• **SOURCE TEXT**

++++++

Manila shares with Red Hat OpenStack 17.1 can be abruptly disconnected due to export information loss

Solution Verified - Updated 17 May 2024

Environment

Deployments with Red Hat OpenStack Platform versions 17.1 GA, 17.1.1 and 17.1.2 that enable the OpenStack Shared File System service (Manila) using CephFS-via-NFS backend storage. This bug also manifests during upgrades from Red Hat OpenStack Platform version 16.2
Red Hat OpenStack Platform 16.2
Red Hat OpenStack Platform 17.1

Issue

This content is not included.Bug #2255324 was identified in Red Hat OpenStack 17.1 deployments where clients can lose access to mounted CephFS-via-NFS OpenStack Shared File Systems (Manila shares).

Resolution

Prior to running an update on the overcloud for any reason, for example, minor updates and fast forward upgrades from Red Hat OpenStack Platform 16.2, take a backup of the export data within the Ceph-NFS service:

Step 1: Identify the node where the ceph-nfs service ("ceph-nfs-pacemaker") is run by pacemaker:

  # ssh tripleo-admin@<controller-0>
  # sudo pcs status | awk '/ceph-nfs/ {print $5}'

Replace with the ip address of the controller-0 node

Step 2: Run the following on the controller node that contains the "ceph-nfs-pacemaker" service:

   # podman exec ceph-nfs-pacemaker rados -n client.manila -p manila_data get ganesha-export-index export_index_backup.txt

You may inspect the data in the "export_index_backup.txt" file. If you had manila shares created, you will have one or more lines in this file, each containing a RADOS object URL to export information. These individual export information objects will exist on RADOS, and are not affected by this bug.

++++++

• **DATA LINES**

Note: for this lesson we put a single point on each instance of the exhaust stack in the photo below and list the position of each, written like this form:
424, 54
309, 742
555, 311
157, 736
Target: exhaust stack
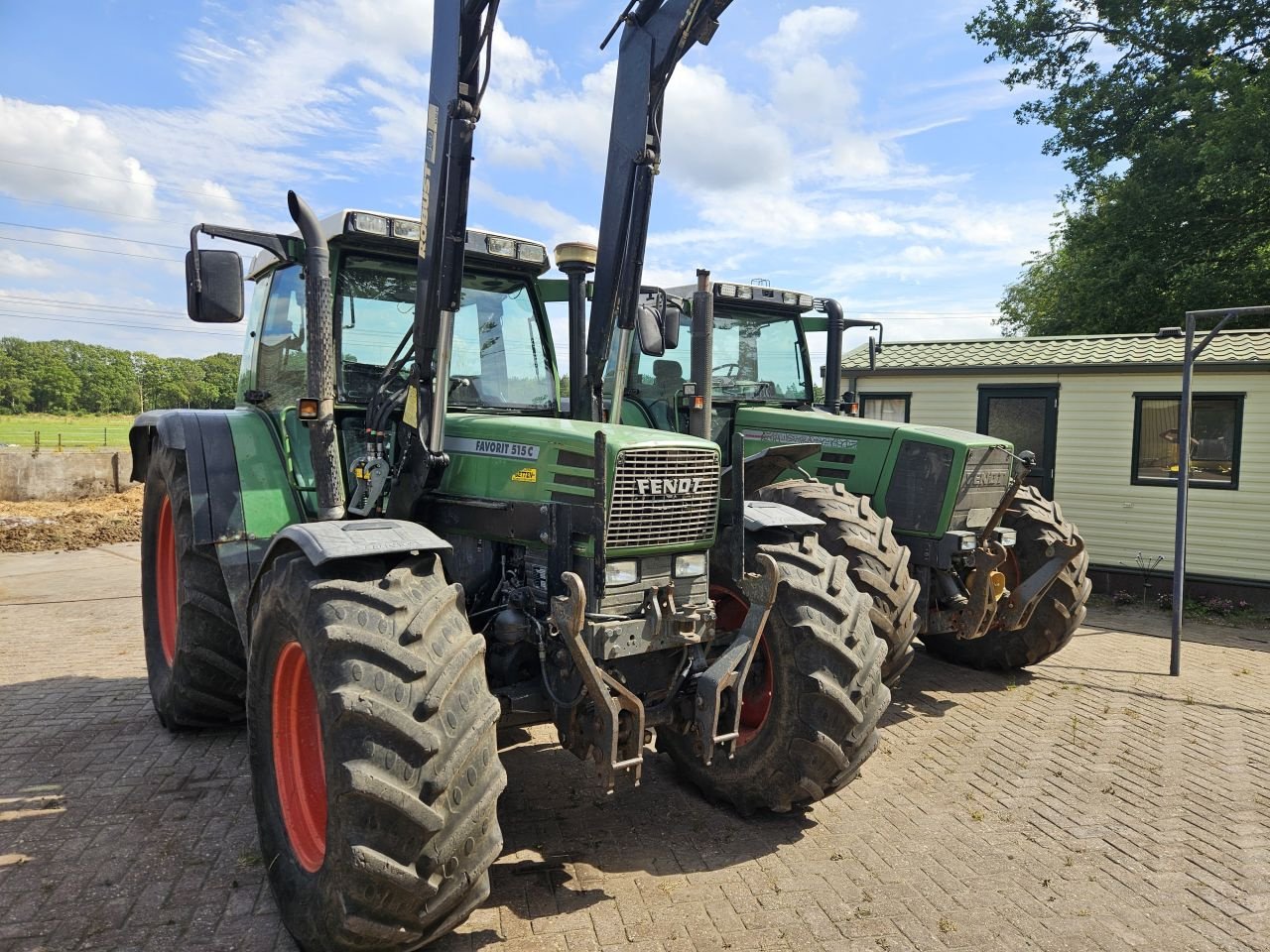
320, 340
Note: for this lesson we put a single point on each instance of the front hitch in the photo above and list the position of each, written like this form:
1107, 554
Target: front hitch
728, 673
1023, 601
612, 742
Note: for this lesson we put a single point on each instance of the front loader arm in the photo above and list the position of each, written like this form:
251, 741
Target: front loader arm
461, 37
656, 37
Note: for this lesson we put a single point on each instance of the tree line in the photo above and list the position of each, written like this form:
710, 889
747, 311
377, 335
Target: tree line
68, 377
1160, 111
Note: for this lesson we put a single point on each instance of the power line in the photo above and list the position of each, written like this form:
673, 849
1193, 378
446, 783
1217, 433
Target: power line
95, 250
85, 304
93, 211
113, 178
168, 329
90, 234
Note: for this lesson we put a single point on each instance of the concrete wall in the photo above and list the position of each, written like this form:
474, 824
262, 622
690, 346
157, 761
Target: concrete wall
24, 475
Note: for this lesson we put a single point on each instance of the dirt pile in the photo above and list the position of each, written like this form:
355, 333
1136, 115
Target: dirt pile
81, 524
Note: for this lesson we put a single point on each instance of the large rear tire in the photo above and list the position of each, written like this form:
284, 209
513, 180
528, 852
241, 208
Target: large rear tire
373, 756
1039, 524
878, 562
815, 693
194, 660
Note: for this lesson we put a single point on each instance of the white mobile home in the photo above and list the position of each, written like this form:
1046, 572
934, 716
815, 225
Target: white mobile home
1101, 416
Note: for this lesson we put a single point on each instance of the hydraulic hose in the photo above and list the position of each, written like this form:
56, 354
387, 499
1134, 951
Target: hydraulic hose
320, 341
833, 357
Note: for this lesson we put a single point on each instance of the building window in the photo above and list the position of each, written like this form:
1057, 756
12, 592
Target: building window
1216, 424
892, 408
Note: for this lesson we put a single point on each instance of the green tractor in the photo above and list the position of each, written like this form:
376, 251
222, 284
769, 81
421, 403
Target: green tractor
938, 525
398, 542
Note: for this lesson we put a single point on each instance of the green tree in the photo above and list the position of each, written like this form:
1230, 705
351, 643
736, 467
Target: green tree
221, 372
1159, 111
14, 385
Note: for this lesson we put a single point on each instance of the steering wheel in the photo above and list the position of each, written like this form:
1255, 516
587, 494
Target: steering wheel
456, 382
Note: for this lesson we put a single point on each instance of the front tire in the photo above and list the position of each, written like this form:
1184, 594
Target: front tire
1039, 524
194, 660
878, 562
815, 693
373, 756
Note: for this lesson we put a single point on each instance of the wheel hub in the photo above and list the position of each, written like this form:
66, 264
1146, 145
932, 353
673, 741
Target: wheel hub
166, 580
298, 757
756, 693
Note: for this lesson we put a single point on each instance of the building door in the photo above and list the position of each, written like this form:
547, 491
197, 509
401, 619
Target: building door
1028, 416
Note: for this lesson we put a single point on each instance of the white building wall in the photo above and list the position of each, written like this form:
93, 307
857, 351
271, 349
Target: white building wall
1228, 531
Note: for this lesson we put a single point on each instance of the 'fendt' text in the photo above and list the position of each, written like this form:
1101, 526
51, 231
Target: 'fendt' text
672, 486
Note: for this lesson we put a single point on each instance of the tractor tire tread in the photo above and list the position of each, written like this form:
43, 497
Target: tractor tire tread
878, 562
1038, 524
834, 656
204, 685
413, 766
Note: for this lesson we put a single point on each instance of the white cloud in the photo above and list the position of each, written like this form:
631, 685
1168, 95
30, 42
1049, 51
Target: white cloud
63, 155
552, 223
719, 139
17, 266
803, 31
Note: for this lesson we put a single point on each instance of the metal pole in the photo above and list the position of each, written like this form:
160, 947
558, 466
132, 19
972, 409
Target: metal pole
1227, 315
1175, 653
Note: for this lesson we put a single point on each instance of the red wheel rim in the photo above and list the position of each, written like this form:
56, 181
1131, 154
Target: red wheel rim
298, 758
756, 693
166, 580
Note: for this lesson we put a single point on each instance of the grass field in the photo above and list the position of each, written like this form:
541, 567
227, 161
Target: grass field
75, 431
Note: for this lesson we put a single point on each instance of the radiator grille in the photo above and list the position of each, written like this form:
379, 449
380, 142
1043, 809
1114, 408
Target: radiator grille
917, 486
663, 498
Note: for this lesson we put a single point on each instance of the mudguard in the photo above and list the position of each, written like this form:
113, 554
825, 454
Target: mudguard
327, 540
761, 515
240, 492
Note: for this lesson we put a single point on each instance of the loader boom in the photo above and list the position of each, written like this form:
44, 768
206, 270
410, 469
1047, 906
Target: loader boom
656, 37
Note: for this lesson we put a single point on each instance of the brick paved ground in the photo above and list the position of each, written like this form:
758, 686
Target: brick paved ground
1089, 805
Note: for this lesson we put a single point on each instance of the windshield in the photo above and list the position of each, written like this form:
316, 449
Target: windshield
756, 357
499, 357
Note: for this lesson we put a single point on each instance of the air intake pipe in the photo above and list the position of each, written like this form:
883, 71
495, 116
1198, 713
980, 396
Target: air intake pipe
701, 405
320, 341
833, 357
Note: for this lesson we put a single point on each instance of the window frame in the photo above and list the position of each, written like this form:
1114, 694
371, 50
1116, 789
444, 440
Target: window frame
1171, 481
906, 398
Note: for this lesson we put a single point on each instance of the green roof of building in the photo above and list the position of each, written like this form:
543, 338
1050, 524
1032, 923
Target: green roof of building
1128, 352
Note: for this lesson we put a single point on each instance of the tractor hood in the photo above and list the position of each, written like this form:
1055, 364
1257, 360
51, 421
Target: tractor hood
853, 451
552, 460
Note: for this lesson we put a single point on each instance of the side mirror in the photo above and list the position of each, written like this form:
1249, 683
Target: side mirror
213, 287
672, 316
648, 325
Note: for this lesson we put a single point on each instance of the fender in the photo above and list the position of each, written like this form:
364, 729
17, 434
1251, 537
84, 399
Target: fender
333, 540
761, 515
356, 538
240, 492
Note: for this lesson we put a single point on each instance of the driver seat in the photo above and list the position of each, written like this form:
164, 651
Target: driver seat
667, 384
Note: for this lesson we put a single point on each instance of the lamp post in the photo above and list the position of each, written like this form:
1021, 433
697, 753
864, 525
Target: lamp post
1225, 315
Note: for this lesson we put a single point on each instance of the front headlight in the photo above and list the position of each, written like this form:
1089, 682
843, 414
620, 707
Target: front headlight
621, 572
690, 565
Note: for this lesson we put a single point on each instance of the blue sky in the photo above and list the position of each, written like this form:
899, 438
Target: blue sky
857, 151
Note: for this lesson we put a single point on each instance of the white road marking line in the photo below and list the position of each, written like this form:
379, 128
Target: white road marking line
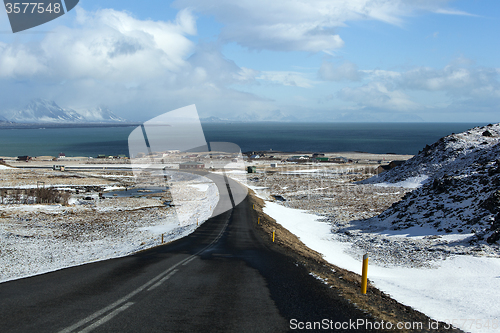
121, 300
187, 262
141, 288
106, 318
163, 280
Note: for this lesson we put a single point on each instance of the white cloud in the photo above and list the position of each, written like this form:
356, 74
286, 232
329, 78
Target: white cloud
346, 71
140, 68
295, 79
456, 81
302, 25
378, 95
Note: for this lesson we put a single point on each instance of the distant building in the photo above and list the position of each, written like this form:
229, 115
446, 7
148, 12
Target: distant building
191, 165
58, 167
339, 159
24, 158
394, 164
299, 158
382, 168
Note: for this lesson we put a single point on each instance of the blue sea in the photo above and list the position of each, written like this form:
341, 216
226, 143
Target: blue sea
398, 138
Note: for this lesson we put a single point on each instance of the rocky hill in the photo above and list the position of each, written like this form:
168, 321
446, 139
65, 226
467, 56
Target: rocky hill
461, 191
44, 111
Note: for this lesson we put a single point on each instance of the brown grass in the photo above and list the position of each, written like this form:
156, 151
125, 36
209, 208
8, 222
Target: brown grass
348, 284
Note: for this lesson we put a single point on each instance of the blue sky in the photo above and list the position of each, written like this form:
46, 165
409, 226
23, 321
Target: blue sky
322, 60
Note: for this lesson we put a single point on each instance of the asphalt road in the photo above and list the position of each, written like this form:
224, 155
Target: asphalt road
221, 278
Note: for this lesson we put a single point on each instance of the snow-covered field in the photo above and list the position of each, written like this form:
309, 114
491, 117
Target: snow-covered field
462, 290
430, 225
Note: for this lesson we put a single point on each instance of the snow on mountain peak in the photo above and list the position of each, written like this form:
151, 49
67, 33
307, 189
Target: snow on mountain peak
45, 111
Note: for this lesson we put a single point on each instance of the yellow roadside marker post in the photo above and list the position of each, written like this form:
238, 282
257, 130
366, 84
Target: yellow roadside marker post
364, 277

++++++

• **TO-DO LIST**
**1.** Can you pull out the passage of the Manila shares article running from "Step 2: Run" down to "by this bug.", copied word for word?
**2.** Could you carry on the article about Manila share exports in Red Hat OpenStack 17.1, starting right after its last sentence?

• **ANSWERS FOR THE TASKS**
**1.**
Step 2: Run the following on the controller node that contains the "ceph-nfs-pacemaker" service:

   # podman exec ceph-nfs-pacemaker rados -n client.manila -p manila_data get ganesha-export-index export_index_backup.txt

You may inspect the data in the "export_index_backup.txt" file. If you had manila shares created, you will have one or more lines in this file, each containing a RADOS object URL to export information. These individual export information objects will exist on RADOS, and are not affected by this bug.

**2.**
Step 3: Once the stack update procedure is complete, ensure that the ganesha-export-index is recreated:

   # podman exec ceph-nfs-pacemaker rados -n client.manila -p manila_data put ganesha-export-index export_index_backup.txt

Step 4: Verify that the object exists, and its contents match:

   # podman exec ceph-nfs-pacemaker rados -n client.manila -p manila_data get ganesha-export-index -

Root Cause

Director’s ceph-nfs ansible role erroneously overwrites an export metadata file that is necessary for the recovery operations within the Ceph-NFS (NFS-Ganesha) server. This ansible role is invoked with the “openstack overcloud deploy” command.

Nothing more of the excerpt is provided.